-- Quoted passage follows --

Wounded Warrior Project veterans ride cycles through Rosemont, Des Planies
Veterans are taking to the streets of the city and suburbs this weekend on a veterans support organization's annual bicycle "soldier ride."
For some, it means riding hand cycles, trikes and bicycles retrofitted to accommodate injuries they have from their time in the service.
But the most important thing, they say, is they're doing it together.
Friday morning's 17-mile bike ride through Rosemont, Des Plaines, Park Ridge and Schiller Park marked the first time in years some got to ride a bicycle. Event organizers with the Wounded Warrior Project say one of the goals of the four-day series of cycling events is to encourage physical fitness and healthy living among veterans - especially those who may not be that physically active anymore.
But the event also meant it was the first time in a while that they felt a sense of camaraderie and unity with those beside them.
"This makes me feel very good," said Michael Boner, 44, a Navy veteran from Glenview now living in downstate Charleston. "This brings back the 'we leave no one behind.' Everyone that started today finished today."
A total of 48 participants, donning cycling jerseys, shorts and helmets, rode with a police escort along a 17-mile route that began at Rosemont's fire station on River Road and ended at The Ballpark at Rosemont. That's where the veterans played a softball game against members of Rosemont's public safety department.
On Wednesday and Thursday, the veterans visited Soldier Field, Wrigley Field and U.S. Cellular Field. A 25-mile soldier ride is planned Saturday from downtown Chicago to Highland Park.
Similar rides occur across the country every summer - and in Germany and the United Kingdom.
"This is an experience for the Warriors to come out and experience camaraderie and make new friends," said Aaron Rock, a veteran Marine corporal and online engagement coordinator at the Wounded Warrior Project's Chicago office. "It's a comfortable thing for Warriors to be in a community."

-- Quoted passage concluded --

→ **Questions**:
• A. Write down the part of the soldier ride article that begins at the words "For some, it" and stops after the words "doing it together.".
• B. Extend the article about the Wounded Warrior Project soldier ride with the next part, picking up after its last sentence.
The material after this point is separate from the article about the veterans' soldier ride.

-- Source material follows --

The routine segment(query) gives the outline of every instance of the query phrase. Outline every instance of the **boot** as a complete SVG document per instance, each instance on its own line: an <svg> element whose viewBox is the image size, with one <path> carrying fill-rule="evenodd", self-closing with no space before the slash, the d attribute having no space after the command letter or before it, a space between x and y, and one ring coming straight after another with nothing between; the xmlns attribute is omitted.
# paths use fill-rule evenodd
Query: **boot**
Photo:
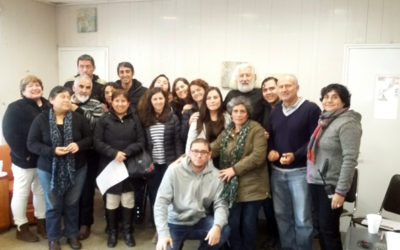
<svg viewBox="0 0 400 250"><path fill-rule="evenodd" d="M37 229L37 233L40 236L42 236L44 239L47 239L46 220L45 219L37 219L36 229Z"/></svg>
<svg viewBox="0 0 400 250"><path fill-rule="evenodd" d="M133 238L133 225L132 225L132 208L122 207L122 230L124 233L125 244L129 247L136 245L135 238Z"/></svg>
<svg viewBox="0 0 400 250"><path fill-rule="evenodd" d="M22 241L27 241L27 242L36 242L39 241L39 237L34 235L30 230L29 230L29 224L25 223L22 224L21 226L17 226L17 239L22 240Z"/></svg>
<svg viewBox="0 0 400 250"><path fill-rule="evenodd" d="M106 209L106 219L107 219L107 246L109 248L115 247L118 241L118 232L117 232L117 211L118 209Z"/></svg>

-- Source material concluded --

→ **Answers per task**:
• A.
For some, it means riding hand cycles, trikes and bicycles retrofitted to accommodate injuries they have from their time in the service.
But the most important thing, they say, is they're doing it together.

• B.
Boner, like many veterans who have returned from service, is still battling from the emotional wounds of war. Diagnosed with post-traumatic stress disorder, Boner says he had no way to deal with his demons after returning from Iraq. So he turned to alcohol.
Serving with the Navy as a senior chief hospital corpsman, he was part of the 24th Marine Expeditionary Unit that made the initial push into Baghdad in 2003.
Six years later, he was home safe, but forever scarred by his experiences.
During one night of heavy drinking, Boner got on his motorcycle and started driving.
"I had an invincible attitude. Nothing's going to stop me now."
He crashed his motorcycle near downstate Arcola, and was declared dead on scene, until a paramedic heard him gurgling. He was rushed by helicopter to the nearest trauma center in Urbana.
When he later awoke from a coma, his ex-wife was holding a business card dropped off by the staff at the Wounded Warrior Project.
Initially blind in both eyes and unable to walk, Boner spent eight months in rehabilitation at the Captain James A. Lovell Federal Health Care Center in North Chicago.
Today he's healed physically - save for being deaf in one ear - has been sober for 285 days and counting, and is in better spirits.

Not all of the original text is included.